Rows of labeled boxes

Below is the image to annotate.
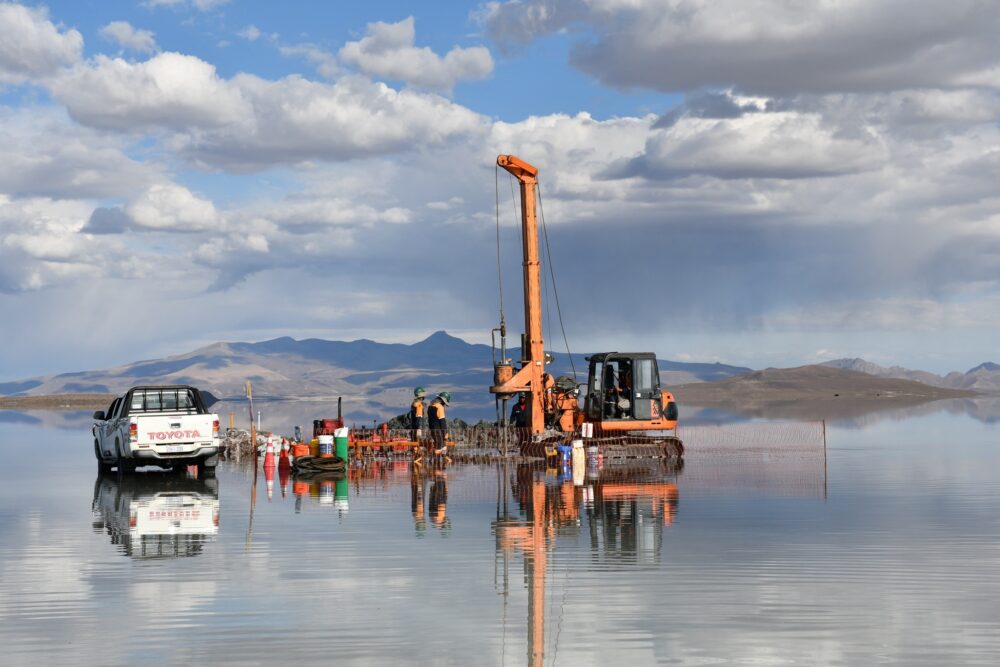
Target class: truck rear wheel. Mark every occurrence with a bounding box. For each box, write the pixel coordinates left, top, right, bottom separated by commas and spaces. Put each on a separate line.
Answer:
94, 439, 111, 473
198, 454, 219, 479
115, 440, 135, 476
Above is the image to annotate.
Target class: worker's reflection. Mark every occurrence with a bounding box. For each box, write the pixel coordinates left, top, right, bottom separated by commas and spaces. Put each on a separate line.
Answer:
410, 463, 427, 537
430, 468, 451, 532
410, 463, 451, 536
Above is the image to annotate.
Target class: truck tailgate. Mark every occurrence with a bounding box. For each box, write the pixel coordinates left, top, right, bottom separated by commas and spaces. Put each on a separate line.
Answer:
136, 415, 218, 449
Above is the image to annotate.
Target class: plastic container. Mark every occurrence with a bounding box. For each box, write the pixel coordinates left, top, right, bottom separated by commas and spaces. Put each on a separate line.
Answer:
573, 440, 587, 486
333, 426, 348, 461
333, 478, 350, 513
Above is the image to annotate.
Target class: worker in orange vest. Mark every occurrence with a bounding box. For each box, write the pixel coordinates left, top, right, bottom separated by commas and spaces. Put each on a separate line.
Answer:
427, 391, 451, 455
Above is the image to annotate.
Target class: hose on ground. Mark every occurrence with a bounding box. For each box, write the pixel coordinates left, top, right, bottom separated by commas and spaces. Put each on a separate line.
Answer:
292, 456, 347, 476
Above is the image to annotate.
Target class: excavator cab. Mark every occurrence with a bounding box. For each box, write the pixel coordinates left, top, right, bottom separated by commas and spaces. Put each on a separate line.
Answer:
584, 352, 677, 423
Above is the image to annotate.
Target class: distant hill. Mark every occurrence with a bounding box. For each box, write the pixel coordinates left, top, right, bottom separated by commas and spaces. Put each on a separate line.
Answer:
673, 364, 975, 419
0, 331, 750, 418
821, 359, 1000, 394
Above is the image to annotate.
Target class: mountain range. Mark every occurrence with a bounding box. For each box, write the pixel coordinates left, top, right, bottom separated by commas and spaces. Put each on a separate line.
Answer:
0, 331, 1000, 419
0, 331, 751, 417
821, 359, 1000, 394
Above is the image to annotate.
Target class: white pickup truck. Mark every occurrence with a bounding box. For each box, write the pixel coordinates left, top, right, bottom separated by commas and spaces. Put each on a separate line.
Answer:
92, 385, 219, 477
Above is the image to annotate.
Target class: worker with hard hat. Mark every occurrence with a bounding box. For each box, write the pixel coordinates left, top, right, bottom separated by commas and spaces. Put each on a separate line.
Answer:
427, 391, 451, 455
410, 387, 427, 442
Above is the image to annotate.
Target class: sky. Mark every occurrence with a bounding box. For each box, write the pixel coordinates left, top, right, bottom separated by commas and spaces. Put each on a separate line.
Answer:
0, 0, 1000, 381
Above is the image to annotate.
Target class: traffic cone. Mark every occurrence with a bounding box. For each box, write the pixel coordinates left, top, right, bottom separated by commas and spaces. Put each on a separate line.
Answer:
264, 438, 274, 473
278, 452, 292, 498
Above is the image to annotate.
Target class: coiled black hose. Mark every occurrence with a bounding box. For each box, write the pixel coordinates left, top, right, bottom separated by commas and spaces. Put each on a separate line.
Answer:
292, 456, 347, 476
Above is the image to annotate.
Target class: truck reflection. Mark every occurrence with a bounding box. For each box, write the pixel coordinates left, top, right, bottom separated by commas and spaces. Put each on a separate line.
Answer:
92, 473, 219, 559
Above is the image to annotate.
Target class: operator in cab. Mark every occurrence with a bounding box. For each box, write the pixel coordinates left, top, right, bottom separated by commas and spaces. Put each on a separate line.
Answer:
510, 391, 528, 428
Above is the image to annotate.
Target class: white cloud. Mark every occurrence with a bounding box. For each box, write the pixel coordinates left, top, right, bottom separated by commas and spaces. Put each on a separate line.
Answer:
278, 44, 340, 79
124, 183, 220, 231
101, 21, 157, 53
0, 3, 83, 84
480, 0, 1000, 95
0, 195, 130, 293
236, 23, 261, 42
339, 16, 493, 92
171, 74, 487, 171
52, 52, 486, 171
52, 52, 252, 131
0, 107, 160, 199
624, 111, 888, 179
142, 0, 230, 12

### Task requirements
Locate every line in the rows above that contains the word "white", and copy each one. Case counts, so match only that exact capitalization.

### Task output
Target class: white pickup truck. Mark every occurrence with a bounding box. For each box, write the pixel coordinates left, top, right, bottom separated by commas and spaces. Put each on a separate line.
Target class: white cloud. Mark every occurrence with a bounding box. For each box, write the pixel coordinates left, top, right, bottom separated by commas and spaces. Put each on a separate line.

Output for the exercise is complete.